# DIY co2 questions



## fishfreaks (Jan 19, 2005)

we are trying out first planted aquarium, 15g tall, and have a few questions about the DIY co2 method. We were going to follow this link http://www.petfish.net/co2.htm. i am confused about this part. "*3. *Run the CO2 line into the aquarium, through a check valve, and terminating in the aquarium. Pick a diffusion method, and have the CO2 bubbles go into your reactor of diffuser" What are diffusion methods, and how do we know which to choose? What are we using exactly, air line tubing? Also, I dont quite understand the injection part. Is that a whole other piece?


----------



## Damon (Jan 18, 2005)

http://www.qsl.net/w2wdx/aquaria/diyco2.html
http://fish.orbust.net/carbondioxide.html
These should help.


----------



## euRasian32 (May 19, 2005)

Are you going to keep fish in it too? Read a little closer about how the sugar/yeast fermentation can make the pH fluctuate dramatically.

One diffusion method is to run the airline tubing in the intake of a canister filter. Pros: CO2 almost completely dissolves in the water. Cons: some canisters won't operate to full potential (fluvals) and it will make lots of noise. I've read that some Eheim canisters are used for this method successfully.
The other method is using this or that.

My facts might be off, I've just recently been researching CO2 injection. I've ruled out the DIY because it seems that you have to constantly keep an eye on pH levels and change the sugar/yeast concoction on a regular. Now I'm just looking for the cheapest yet effective CO2 injection unit.


----------



## Damon (Jan 18, 2005)

You're right on the money. IF you water's KH is 3 or higher, you won't have to worry about PH flux with DIY Co2. And Fulvals run pretty well with Co2 injected into them. (Mine does "burp" every now and them)


----------



## fishfreaks (Jan 19, 2005)

yes, we already have fish in the tank. so basically were better off not using the DIY method? is there any other options for us? EuRasian32, in the links that you provided that is how you add the co2 right, so where exactly do you get it?


----------



## euRasian32 (May 19, 2005)

Get what? the CO2 or the Products?

As simpte stated, you can run a DIY CO2 injection system successfully without pH flux if you're KH is 3 or above.


----------



## fishfreaks (Jan 19, 2005)

sorry for the confusion. but im confused as well  with this product, http://www.drsfostersmith.com/product/prod_display.cfm?pcatid=6318&Ne=40000&R=10621&N=2004+113219 is all we have to do add the tablets and we've got co2 injected? is this an effective way? Also, what about flourish excel? will this help?

## Provided information
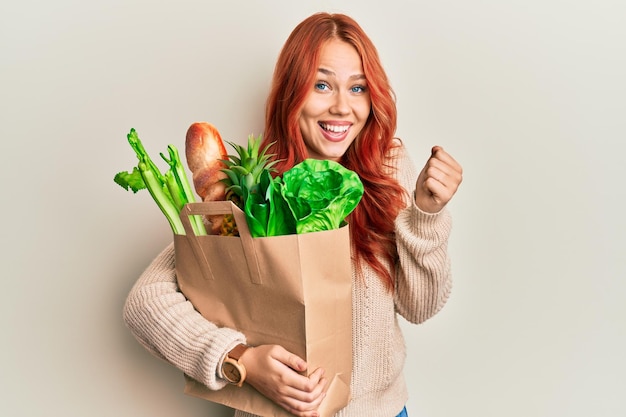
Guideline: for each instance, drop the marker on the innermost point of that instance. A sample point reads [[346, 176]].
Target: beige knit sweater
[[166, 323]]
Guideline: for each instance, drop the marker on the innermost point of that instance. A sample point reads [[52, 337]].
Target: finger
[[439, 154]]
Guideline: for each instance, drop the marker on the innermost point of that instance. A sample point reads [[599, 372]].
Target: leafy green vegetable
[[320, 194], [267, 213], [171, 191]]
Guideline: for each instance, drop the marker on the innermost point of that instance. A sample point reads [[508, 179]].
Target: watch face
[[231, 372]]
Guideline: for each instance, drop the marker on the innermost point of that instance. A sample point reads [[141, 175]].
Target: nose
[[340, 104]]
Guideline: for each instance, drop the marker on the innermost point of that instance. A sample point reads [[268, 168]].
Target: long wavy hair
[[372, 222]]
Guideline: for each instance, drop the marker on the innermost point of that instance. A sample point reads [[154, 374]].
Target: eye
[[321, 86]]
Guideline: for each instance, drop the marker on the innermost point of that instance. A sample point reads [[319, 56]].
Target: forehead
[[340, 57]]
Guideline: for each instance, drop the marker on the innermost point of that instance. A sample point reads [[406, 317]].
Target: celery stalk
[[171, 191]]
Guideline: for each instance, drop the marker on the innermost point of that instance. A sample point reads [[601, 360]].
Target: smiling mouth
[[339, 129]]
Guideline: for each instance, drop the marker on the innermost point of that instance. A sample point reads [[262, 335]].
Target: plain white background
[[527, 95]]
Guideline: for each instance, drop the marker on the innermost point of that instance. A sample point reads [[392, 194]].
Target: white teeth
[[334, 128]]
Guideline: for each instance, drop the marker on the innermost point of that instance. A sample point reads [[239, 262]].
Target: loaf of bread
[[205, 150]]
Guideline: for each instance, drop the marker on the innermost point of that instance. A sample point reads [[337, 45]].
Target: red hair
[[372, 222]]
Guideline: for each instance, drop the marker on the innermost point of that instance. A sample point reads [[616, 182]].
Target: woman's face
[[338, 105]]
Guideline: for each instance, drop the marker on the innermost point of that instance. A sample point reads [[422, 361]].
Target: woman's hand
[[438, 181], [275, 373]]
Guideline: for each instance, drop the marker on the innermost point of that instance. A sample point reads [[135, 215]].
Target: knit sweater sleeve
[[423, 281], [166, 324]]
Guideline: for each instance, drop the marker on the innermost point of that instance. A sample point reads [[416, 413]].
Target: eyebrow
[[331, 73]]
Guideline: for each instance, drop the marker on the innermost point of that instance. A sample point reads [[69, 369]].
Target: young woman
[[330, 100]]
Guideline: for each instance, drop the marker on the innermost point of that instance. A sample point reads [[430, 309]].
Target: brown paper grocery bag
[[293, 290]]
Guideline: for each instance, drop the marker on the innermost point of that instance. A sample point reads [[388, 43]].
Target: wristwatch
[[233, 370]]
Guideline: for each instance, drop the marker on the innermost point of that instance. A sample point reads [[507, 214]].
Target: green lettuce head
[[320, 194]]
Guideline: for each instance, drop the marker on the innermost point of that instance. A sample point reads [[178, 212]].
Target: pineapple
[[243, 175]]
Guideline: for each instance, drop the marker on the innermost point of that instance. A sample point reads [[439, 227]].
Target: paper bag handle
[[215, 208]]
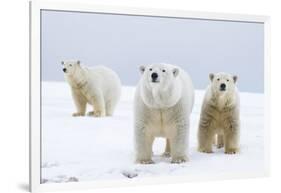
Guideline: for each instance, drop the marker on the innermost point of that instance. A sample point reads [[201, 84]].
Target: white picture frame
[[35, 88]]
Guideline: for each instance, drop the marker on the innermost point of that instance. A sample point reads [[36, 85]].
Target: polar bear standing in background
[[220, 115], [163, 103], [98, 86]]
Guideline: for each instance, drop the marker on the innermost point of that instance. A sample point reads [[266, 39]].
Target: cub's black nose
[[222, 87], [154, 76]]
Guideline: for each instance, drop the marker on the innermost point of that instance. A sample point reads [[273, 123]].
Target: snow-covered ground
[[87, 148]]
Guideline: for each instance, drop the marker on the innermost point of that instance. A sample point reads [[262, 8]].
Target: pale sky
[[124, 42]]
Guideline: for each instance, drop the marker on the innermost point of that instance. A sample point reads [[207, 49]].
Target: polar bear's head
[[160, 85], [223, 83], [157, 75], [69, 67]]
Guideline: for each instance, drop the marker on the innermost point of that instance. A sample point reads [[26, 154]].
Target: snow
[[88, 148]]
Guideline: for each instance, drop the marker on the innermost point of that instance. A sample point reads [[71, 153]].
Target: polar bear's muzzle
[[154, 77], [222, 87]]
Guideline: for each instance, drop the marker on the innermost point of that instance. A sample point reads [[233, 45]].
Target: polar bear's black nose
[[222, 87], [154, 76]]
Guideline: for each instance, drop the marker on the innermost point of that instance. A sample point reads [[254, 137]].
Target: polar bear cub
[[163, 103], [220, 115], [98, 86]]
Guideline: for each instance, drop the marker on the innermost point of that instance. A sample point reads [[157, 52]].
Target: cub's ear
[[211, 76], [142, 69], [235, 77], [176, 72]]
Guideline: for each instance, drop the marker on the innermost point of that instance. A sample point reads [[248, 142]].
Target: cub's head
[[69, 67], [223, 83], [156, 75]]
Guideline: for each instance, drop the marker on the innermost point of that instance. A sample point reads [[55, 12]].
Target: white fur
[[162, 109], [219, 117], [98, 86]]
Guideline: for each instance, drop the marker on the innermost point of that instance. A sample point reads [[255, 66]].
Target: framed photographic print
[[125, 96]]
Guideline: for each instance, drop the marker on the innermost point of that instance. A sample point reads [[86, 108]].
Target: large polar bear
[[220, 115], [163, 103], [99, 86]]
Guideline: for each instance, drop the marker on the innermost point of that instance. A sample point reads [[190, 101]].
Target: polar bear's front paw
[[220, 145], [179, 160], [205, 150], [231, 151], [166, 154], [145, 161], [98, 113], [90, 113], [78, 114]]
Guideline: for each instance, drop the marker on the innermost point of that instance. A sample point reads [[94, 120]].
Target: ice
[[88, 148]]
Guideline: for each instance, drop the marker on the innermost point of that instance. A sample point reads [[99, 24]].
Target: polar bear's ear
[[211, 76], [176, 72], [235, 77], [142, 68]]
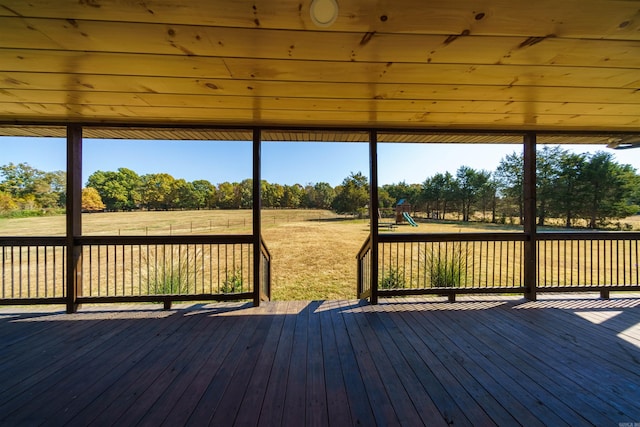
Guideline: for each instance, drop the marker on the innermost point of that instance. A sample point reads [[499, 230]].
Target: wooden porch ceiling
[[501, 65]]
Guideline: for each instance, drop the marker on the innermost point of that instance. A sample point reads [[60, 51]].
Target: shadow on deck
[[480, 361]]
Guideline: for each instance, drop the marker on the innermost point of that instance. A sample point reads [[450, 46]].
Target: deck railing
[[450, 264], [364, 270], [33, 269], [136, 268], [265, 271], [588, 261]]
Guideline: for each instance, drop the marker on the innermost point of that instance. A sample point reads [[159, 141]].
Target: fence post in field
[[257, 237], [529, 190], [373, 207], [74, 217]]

* * *

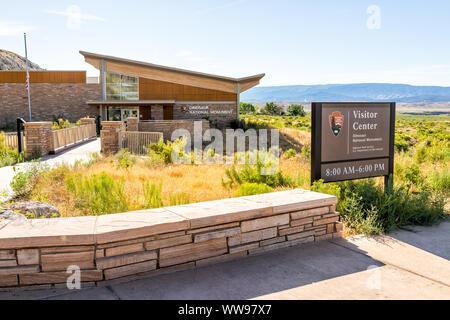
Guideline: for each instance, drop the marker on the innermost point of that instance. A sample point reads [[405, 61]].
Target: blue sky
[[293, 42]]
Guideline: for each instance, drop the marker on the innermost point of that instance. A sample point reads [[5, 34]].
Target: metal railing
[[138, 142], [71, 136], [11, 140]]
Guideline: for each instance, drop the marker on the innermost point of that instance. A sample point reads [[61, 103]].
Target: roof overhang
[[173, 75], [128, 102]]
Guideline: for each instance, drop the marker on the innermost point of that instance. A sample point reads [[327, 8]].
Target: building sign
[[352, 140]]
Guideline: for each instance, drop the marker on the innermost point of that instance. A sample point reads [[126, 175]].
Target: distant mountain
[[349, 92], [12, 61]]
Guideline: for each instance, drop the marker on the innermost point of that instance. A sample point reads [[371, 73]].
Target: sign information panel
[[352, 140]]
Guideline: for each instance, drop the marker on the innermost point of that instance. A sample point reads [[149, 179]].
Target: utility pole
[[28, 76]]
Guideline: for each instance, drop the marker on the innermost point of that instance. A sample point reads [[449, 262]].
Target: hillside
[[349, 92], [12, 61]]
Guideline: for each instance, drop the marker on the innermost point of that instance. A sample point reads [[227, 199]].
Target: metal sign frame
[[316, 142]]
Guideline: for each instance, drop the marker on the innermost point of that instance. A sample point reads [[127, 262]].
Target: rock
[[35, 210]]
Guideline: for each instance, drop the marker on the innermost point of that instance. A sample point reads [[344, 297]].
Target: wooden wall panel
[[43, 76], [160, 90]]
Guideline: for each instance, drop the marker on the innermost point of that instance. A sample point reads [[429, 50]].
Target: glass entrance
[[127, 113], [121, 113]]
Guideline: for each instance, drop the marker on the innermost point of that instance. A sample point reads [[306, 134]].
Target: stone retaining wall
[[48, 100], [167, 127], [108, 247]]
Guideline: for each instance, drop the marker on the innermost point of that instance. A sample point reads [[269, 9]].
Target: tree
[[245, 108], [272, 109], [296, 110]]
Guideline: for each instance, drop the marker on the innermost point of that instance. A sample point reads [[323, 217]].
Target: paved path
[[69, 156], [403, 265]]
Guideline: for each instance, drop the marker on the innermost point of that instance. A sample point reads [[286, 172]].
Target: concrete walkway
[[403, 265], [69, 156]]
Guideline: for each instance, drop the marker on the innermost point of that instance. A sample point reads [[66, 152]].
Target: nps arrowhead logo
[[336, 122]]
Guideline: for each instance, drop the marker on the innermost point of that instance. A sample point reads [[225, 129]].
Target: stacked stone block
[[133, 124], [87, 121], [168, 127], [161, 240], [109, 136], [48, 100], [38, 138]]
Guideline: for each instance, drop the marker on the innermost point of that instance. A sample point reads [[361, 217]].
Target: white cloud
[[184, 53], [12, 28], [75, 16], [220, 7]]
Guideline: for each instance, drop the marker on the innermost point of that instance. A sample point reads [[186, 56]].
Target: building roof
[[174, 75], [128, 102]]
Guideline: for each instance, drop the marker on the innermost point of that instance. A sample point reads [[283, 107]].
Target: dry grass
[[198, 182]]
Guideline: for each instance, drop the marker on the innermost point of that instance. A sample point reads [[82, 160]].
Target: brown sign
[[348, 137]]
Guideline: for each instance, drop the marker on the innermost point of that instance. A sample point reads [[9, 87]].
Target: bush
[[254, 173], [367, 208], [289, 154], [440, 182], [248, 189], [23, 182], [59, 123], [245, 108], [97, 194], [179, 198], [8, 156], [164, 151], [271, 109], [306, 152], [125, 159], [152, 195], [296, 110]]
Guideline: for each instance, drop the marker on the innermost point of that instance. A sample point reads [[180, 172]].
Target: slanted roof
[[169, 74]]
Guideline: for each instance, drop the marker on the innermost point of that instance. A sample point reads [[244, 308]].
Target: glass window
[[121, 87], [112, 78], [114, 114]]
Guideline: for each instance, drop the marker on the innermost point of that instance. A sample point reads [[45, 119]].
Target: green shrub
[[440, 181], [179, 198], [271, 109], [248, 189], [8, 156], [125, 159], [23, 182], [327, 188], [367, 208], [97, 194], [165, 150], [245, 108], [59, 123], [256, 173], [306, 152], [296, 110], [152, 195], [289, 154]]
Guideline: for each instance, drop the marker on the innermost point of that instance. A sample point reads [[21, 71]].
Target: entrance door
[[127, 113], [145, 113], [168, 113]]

--

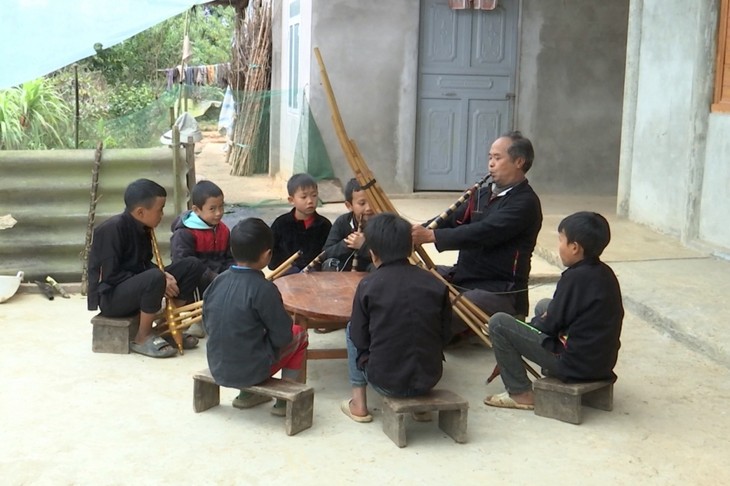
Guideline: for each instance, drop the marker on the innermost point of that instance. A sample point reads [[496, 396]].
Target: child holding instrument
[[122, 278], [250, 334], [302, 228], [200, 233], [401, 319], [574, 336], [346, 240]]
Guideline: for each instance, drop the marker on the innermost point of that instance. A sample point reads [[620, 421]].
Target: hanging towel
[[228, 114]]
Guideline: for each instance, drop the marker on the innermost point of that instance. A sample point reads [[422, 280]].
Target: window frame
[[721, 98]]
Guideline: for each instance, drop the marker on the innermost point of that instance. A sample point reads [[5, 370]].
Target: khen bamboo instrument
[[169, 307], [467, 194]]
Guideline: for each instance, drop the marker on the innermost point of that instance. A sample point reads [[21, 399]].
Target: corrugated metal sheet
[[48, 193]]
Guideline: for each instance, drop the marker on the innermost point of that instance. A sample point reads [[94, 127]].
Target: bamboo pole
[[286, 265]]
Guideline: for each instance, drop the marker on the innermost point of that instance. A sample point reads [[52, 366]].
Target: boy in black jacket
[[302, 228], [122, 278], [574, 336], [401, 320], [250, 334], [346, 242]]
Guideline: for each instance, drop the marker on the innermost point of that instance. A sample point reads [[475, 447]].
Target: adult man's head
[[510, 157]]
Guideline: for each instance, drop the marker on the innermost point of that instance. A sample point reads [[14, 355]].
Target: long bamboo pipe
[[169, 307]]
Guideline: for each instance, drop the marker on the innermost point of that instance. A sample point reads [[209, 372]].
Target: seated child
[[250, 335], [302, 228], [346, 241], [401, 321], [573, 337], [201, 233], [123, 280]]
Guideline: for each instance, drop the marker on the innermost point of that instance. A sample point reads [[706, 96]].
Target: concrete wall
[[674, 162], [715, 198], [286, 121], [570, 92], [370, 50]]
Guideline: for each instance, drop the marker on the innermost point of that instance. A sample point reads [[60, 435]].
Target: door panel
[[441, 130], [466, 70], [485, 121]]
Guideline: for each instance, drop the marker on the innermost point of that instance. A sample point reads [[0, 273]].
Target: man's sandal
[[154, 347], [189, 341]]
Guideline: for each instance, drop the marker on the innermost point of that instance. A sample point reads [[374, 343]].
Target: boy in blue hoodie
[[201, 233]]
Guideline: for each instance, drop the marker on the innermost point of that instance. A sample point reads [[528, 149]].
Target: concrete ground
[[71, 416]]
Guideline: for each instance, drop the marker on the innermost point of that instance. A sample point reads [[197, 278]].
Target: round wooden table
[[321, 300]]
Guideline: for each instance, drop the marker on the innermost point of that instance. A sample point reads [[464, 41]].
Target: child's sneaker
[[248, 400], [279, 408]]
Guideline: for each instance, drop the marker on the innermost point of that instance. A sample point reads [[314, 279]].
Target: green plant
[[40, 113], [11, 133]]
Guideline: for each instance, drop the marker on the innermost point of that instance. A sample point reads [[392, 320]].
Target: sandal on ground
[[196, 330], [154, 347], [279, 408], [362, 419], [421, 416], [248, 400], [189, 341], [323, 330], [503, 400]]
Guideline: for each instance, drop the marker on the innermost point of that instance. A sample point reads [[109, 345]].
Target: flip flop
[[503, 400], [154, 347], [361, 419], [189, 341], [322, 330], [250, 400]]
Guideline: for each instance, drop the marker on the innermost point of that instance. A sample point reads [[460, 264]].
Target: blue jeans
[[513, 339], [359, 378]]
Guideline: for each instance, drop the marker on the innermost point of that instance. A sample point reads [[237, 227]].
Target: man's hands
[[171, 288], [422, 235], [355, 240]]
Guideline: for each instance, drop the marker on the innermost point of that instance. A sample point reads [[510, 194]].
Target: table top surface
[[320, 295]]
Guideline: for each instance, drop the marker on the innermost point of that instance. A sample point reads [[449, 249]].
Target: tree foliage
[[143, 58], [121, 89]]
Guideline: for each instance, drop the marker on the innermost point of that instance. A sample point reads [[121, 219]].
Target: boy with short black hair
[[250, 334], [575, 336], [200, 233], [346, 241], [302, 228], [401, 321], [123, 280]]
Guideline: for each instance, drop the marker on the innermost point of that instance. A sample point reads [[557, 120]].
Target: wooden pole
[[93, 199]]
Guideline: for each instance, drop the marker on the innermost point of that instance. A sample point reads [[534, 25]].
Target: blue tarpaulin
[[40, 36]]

## Work to complete
- a) Rewrite the records from the line with "reads [[60, 435]]." up to and including the line with "[[71, 416]]", keeping every line and leaving the requests and their sample points as they are. Scale each point coordinate in the answers by 1.95 and round it to a whole number, rounding halves up.
- b) Pick up the forum thread on DIY CO2 for a planted aquarium and continue it from its last sentence.

## The responses
- a)
Guideline: for each instance, drop the marker on the innermost point of that instance. A sample point reads [[60, 435]].
Target: door panel
[[860, 254], [909, 137], [946, 236]]
Guideline: for each instance, drop the marker on the innermost point of that instance. A sample point reads [[0, 273]].
Target: man's sandal
[[300, 677], [369, 665]]
Guideline: for each instance, drop the marker on the innermost point of that instance. A sample point reads [[374, 343]].
Target: boy in blue hoodie
[[392, 454]]
Guideline: for each instance, drop the marker on the innermost point of that instance. A sample point reads [[528, 149]].
Target: concrete ground
[[138, 811]]

- b)
----------



## euRasian32 (May 19, 2005)

no confusion, just wanted to know how to answer

The directions said to add a tablet per 10 gallons of water once a week, I can't comment on the effectiveness, i have no experience with them, i'm rowing the same boat as you. Can't comment on the excel, but i was going to purchase it and give it a whirl. I was at an LFS and picked up some flourish, but not the excel. I've only done one dose and that was last week. For the past couple of weeks i've also been cleaning my glass tops every other day, and i've experienced faster growth, the flourish may have helped too.

I've had my eye on this Hagen unit, not too expensive and it states that a dose will last 3-4 weeks. Heres a customers comment from the DRS site:

Great product! I have two in a 55 gallon tank. The plants are so thick that I have to trim them back every two to three weeks. I am able to grow plants that wouldn't grow before I had CO2 in the tank. 
Connie Scoggin
Kingman, AZ


----------



## fishfreaks (Jan 19, 2005)

so with that hagen unit all you have to do is add sugar? hm i might have to give that a try.


----------



## Damon (Jan 18, 2005)

Almost all "mixtures" are nothing but sugar and yeast and a little baking soda for stability. Hagen ladder is better than an airstone but I don't think its verry effective. Too much co2 still reaches the top. Its not a bad way to go DIY though.


----------



## blor (Jul 7, 2005)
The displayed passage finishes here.